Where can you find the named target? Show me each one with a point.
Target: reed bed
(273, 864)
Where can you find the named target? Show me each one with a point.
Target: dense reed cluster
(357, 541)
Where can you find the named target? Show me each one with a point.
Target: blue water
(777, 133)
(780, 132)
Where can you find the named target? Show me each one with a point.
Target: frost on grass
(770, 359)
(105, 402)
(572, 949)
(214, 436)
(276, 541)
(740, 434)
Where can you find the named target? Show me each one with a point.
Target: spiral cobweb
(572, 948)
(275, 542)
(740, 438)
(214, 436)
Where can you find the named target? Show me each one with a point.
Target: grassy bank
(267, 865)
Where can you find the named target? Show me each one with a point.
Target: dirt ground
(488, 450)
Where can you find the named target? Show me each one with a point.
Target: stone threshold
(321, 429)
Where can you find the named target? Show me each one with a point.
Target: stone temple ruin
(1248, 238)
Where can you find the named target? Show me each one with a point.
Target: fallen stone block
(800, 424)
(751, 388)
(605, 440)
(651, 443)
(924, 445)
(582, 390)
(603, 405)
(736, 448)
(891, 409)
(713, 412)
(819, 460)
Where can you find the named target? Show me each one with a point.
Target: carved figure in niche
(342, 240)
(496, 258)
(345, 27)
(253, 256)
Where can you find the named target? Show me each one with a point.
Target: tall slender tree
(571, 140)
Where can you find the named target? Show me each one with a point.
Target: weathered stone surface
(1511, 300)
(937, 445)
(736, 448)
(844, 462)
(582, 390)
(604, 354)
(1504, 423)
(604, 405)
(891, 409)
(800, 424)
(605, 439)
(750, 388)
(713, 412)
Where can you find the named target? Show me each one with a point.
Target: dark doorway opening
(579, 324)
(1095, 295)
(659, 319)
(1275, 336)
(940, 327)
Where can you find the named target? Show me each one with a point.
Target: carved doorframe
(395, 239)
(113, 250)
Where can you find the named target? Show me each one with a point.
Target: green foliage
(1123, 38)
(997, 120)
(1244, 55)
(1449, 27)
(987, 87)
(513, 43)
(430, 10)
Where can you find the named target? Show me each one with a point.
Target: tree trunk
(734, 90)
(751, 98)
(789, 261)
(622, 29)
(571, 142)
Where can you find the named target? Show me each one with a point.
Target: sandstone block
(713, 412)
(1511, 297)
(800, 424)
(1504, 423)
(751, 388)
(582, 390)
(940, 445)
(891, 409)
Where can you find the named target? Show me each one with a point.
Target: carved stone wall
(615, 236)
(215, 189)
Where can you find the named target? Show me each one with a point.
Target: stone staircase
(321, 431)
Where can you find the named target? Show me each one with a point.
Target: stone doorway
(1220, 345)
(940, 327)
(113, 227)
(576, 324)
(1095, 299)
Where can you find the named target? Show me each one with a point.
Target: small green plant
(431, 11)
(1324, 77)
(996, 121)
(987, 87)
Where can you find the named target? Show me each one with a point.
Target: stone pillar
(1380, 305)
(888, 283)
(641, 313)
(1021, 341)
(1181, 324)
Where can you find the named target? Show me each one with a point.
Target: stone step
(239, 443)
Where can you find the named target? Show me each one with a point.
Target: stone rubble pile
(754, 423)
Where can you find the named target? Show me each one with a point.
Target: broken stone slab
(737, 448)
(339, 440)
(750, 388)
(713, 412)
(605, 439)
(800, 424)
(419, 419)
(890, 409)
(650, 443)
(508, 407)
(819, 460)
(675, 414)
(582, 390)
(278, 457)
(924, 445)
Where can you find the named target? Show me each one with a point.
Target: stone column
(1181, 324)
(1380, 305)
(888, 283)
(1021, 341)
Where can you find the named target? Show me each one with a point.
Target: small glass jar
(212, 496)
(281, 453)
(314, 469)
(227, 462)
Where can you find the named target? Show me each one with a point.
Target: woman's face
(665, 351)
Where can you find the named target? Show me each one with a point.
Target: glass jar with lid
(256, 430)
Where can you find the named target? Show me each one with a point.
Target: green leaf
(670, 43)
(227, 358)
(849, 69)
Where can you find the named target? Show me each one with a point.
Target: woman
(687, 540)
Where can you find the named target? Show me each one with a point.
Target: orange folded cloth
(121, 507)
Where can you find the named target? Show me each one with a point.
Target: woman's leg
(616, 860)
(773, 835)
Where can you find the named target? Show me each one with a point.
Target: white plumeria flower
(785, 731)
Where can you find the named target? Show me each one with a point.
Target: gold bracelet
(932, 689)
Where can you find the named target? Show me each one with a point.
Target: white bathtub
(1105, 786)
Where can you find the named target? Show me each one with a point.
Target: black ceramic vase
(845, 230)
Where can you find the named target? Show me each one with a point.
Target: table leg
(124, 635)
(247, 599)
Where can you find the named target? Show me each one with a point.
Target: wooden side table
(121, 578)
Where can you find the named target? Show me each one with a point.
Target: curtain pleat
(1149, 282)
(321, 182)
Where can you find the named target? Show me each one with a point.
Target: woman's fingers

:::::

Work request — Each line in the records above must be returned exactly as it stands.

Answer below —
Where can you find the named target? Show me each one with a point.
Target: reed bed
(273, 864)
Where can you find the named target? Show me each one with a point.
Target: dense reed cluster
(357, 541)
Where can you find the named target? Show me each one with a point.
Target: blue water
(777, 133)
(780, 132)
Where can you find the named target? Show me each one with a point.
Target: frost on grass
(770, 359)
(105, 402)
(572, 949)
(214, 436)
(276, 541)
(740, 434)
Where can you find the named target? Show me each one with a point.
Target: spiral cobweb
(572, 948)
(275, 542)
(740, 438)
(214, 436)
Where can you find the named target? Show me each one with a point.
Target: grassy bank
(267, 865)
Where can you find the named target? Show me each one with a point.
Target: dirt ground
(488, 450)
Where can you find the named target? Show me each one with a point.
Target: stone threshold
(321, 429)
Where can you find the named target? Show me each one with a point.
Target: stone temple ruin
(1248, 238)
Where can you find the named target? Show me each one with a point.
Target: fallen stone block
(800, 424)
(751, 388)
(605, 440)
(651, 443)
(924, 445)
(582, 390)
(603, 405)
(736, 448)
(891, 409)
(713, 412)
(819, 460)
Where can you find the named target? Show me each one with a point.
Target: carved figure in niche
(342, 240)
(496, 258)
(345, 27)
(253, 256)
Where can you find the named target? Show me each one with a point.
Target: tall slender tree
(571, 140)
Where can you find the named target? Show me each one with a point.
Target: weathered stone surface
(1511, 300)
(937, 445)
(736, 448)
(844, 462)
(582, 390)
(604, 354)
(1504, 423)
(604, 405)
(891, 409)
(800, 424)
(605, 439)
(750, 388)
(713, 412)
Where can you find the named target? Show me each one with a point.
Target: dark doorway opening
(579, 324)
(1095, 295)
(659, 319)
(1275, 336)
(940, 327)
Where can you find the named target? Show me each one with a point.
Target: carved doorframe
(395, 239)
(113, 250)
Where can you find the named target? Show me each one with a point.
Target: green foliage
(1123, 38)
(997, 120)
(1244, 55)
(1449, 27)
(987, 87)
(513, 43)
(430, 10)
Where can you find the named target? Show me each one with a point.
Target: tree trunk
(734, 90)
(751, 98)
(789, 261)
(622, 29)
(571, 142)
Where can you find the named target? Show me each one with a point.
Target: sandstone block
(713, 412)
(1511, 297)
(800, 424)
(1504, 423)
(751, 388)
(582, 390)
(940, 445)
(891, 409)
Where can you find the named target? Show me each one with a point.
Target: carved stone wall
(615, 236)
(215, 189)
Where can you find the named target? Show me each one with a point.
Target: stone staircase
(321, 431)
Where can you find the named target? Show me each one with a point.
Target: stone doorway
(1220, 345)
(940, 327)
(113, 227)
(576, 324)
(1095, 299)
Where can you find the named target? Show me each one with a point.
Target: small green plant
(431, 11)
(1324, 77)
(996, 121)
(987, 87)
Where can you find the named target? Show me each one with a point.
Target: stone pillar
(1380, 305)
(888, 283)
(641, 313)
(1021, 341)
(1181, 324)
Where can you find the named target? Show me each one with a point.
Target: stone step
(239, 443)
Where can you find the named target? Show me each one with a point.
Target: stone rubble pile
(754, 423)
Where can you find the named target? Show me each one with a point.
Target: broken stone slab
(737, 448)
(339, 440)
(750, 388)
(713, 412)
(605, 439)
(800, 424)
(419, 419)
(890, 409)
(650, 443)
(508, 407)
(819, 460)
(675, 414)
(582, 390)
(278, 457)
(924, 445)
Where can you find the named target? Show me each one with a point.
Target: stone column
(1181, 324)
(1380, 305)
(888, 283)
(1021, 341)
Where can you find the named target? Show me each one with a point.
Target: small glass jar
(212, 496)
(281, 453)
(314, 469)
(227, 462)
Where can you find the named target? Show me each one with a point.
Target: woman's face
(665, 351)
Where can you find the named target? Show me each one with a point.
Target: glass jar with lid
(256, 430)
Where can you find the named target? Show me each one with a point.
Target: green leaf
(670, 43)
(227, 358)
(849, 69)
Where can you find the named target? Show me each one with a point.
Target: woman
(687, 540)
Where can you find the named target? Show me each one with a point.
Target: orange folded cloth
(121, 507)
Where can you find the named target? Show me each one with a point.
Target: woman's leg
(616, 860)
(773, 835)
Where can you find the named target? Show me each one with a point.
Target: white plumeria flower
(785, 731)
Where can you find the named target? Show me each one with a point.
Target: gold bracelet
(932, 689)
Where can you find the named target? Show me each one with a point.
Target: white bathtub
(1105, 786)
Where can you find the named target? Show me each one with a point.
Target: black ceramic vase
(845, 230)
Where can you find the named target? Show me each one with a point.
Target: table leg
(124, 635)
(247, 599)
Where can you find the named target? Show me each one with a point.
Target: wooden side table
(121, 578)
Where can you find the named target? Show me each one with a point.
Target: curtain pleat
(1149, 282)
(321, 182)
Where can you find the named target? Show me each one with a point.
Target: woman's fingers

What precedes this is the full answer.